Your objective -> Can you duplicate, word for word, the stretch from the start of the records through the line containing "rough mask: <svg", leaving out the pictures?

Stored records
○ ○ ○ ○ ○
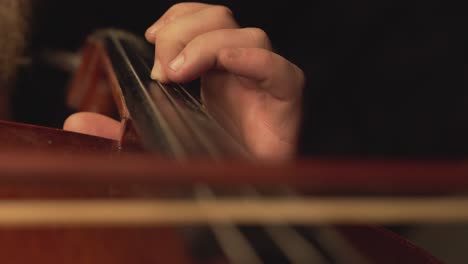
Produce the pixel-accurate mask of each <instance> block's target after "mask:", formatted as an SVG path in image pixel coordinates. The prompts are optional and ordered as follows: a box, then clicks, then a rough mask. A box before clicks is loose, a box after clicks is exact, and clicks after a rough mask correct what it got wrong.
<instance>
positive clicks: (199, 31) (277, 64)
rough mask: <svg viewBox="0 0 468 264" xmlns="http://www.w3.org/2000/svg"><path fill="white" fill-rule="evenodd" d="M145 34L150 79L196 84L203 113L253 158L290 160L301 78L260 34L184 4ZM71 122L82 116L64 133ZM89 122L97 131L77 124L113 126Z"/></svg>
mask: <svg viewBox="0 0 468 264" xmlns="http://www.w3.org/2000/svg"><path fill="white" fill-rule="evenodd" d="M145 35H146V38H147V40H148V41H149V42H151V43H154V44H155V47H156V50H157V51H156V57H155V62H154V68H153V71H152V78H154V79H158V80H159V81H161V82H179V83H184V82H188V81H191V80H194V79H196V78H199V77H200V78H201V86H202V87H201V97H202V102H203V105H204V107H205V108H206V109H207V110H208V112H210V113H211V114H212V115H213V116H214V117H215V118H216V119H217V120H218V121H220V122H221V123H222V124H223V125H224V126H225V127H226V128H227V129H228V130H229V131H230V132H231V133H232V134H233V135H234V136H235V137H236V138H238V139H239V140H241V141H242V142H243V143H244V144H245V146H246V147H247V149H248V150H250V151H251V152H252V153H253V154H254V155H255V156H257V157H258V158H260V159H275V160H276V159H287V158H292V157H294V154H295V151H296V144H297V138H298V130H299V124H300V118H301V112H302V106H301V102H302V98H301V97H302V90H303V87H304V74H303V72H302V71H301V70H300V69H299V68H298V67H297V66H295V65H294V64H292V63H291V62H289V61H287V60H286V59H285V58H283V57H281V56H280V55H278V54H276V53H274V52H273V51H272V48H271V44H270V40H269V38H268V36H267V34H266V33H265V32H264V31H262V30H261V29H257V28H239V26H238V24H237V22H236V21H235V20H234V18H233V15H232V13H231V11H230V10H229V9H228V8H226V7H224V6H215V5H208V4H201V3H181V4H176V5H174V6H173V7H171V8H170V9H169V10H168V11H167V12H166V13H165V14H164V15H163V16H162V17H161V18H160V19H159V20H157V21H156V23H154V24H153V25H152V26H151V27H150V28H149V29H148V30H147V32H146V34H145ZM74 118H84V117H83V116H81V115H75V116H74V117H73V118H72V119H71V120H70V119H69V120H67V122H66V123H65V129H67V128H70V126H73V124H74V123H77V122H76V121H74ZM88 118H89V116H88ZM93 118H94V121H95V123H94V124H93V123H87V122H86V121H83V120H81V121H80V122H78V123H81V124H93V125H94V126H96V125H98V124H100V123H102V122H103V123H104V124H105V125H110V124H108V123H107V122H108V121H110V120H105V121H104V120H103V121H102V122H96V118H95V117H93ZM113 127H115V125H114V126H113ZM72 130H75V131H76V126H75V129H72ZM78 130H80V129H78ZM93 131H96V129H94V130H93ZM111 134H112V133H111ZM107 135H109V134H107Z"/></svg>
○ ○ ○ ○ ○
Exercise result ->
Produce the pixel-accurate mask of each <instance> block's target after "mask:", formatted as an SVG path in image pixel coordinates. The prompts are optional and ordered as follows: a box, then clicks, then a rough mask. A box before clicks is loose, a box after clicks is exact, and clicks after a rough mask correct what it got wrong.
<instance>
positive clicks: (199, 31) (277, 64)
rough mask: <svg viewBox="0 0 468 264" xmlns="http://www.w3.org/2000/svg"><path fill="white" fill-rule="evenodd" d="M145 34L150 79L196 84L203 113L253 158L290 160L301 78L260 34L184 4ZM71 122L82 116L64 133ZM89 122L97 131L77 124L113 126Z"/></svg>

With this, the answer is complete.